= WHAT TO DO =
From the listing below, return each line that contains the string "symbol", copied verbatim.

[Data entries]

○ ○ ○ ○ ○ ○ ○

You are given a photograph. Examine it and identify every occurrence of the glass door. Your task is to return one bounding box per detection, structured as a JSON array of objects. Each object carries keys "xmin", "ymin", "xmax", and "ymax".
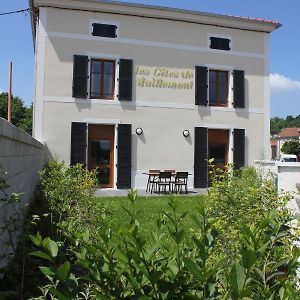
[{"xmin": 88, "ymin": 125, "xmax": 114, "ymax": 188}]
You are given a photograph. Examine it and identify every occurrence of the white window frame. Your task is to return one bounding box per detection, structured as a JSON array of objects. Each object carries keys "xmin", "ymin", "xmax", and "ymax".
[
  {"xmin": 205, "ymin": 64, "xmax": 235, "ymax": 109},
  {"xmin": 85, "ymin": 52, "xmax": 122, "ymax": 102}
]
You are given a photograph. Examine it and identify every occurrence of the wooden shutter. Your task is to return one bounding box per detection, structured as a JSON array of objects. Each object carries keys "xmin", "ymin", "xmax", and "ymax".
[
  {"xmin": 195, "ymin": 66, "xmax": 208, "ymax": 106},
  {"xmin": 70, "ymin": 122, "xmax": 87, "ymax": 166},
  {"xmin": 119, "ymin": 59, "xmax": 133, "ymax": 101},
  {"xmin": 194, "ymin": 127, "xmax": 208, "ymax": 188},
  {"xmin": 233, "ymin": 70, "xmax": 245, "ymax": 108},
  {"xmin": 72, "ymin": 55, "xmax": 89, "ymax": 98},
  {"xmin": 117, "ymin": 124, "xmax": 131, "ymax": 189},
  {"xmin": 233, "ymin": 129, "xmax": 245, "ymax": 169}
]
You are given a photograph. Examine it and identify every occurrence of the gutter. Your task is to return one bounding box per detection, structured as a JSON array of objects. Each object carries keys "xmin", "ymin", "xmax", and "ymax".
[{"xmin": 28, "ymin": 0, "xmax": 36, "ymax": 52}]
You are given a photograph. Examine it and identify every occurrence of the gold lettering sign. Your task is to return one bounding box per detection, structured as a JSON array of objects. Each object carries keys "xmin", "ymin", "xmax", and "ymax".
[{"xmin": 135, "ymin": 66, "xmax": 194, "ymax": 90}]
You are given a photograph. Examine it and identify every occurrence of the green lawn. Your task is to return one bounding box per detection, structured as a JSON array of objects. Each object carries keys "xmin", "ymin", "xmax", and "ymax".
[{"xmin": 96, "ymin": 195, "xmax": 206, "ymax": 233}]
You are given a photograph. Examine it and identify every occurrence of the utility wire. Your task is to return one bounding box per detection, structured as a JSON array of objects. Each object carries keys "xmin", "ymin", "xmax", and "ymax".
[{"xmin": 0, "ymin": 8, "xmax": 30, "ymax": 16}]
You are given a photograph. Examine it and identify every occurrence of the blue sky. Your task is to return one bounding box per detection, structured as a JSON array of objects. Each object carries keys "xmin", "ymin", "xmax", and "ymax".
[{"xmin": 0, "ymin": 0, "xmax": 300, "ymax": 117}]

○ ○ ○ ○ ○ ○ ○

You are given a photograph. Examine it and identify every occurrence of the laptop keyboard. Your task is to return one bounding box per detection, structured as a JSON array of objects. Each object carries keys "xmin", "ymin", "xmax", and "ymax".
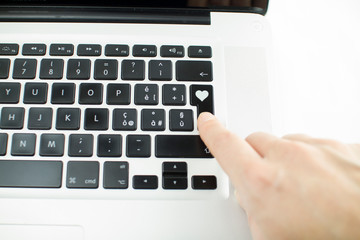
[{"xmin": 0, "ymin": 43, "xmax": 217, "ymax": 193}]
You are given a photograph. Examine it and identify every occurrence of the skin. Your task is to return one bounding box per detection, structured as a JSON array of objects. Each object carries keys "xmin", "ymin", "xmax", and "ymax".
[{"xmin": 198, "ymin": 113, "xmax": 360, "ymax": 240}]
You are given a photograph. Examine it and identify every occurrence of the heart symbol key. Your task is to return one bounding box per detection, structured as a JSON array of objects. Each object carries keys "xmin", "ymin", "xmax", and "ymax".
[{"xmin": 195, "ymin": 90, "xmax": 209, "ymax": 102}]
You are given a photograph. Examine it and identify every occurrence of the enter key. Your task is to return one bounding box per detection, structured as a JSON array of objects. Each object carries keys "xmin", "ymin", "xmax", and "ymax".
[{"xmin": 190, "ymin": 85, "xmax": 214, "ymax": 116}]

○ ○ ○ ○ ○ ○ ○

= SOLUTION TO THE PROBLEM =
You are given a photograph. Examine it and identify every occurrence of the heart symbol key. Your task is to return one bounding box per detection, structured as a JSON array of objects. Each object carries keys "xmin", "ymin", "xmax", and "ymax".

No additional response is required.